*Task directions*. Lay out every line of the records below as a numbered list, skipping blank lines.

*Data rows*.
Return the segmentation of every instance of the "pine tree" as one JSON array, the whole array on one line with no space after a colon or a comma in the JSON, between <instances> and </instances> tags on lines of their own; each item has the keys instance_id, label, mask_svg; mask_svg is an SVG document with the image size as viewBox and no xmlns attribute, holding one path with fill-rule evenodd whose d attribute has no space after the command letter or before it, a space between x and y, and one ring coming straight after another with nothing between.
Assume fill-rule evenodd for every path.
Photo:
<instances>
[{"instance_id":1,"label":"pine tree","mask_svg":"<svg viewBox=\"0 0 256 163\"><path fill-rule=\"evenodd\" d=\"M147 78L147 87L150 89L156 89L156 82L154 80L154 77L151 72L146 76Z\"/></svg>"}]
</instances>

*Answer below*.
1. Return the segmentation of every instance of the "pine tree" as one JSON array, the whole array on one line with no space after a colon or a comma in the JSON, between <instances> and </instances> tags on lines of their own; each item has the keys instance_id, label, mask_svg; mask_svg is an SVG document with the image size as viewBox and no xmlns attribute, holding one path with fill-rule evenodd whose d attribute has no space after the command letter or before it, a space between x and y, and one ring coming straight after another with nothing between.
2. Assume fill-rule evenodd for every path.
3. Photo:
4. <instances>
5. [{"instance_id":1,"label":"pine tree","mask_svg":"<svg viewBox=\"0 0 256 163\"><path fill-rule=\"evenodd\" d=\"M147 78L147 87L150 89L156 89L156 82L154 80L154 77L151 72L146 76Z\"/></svg>"}]
6. </instances>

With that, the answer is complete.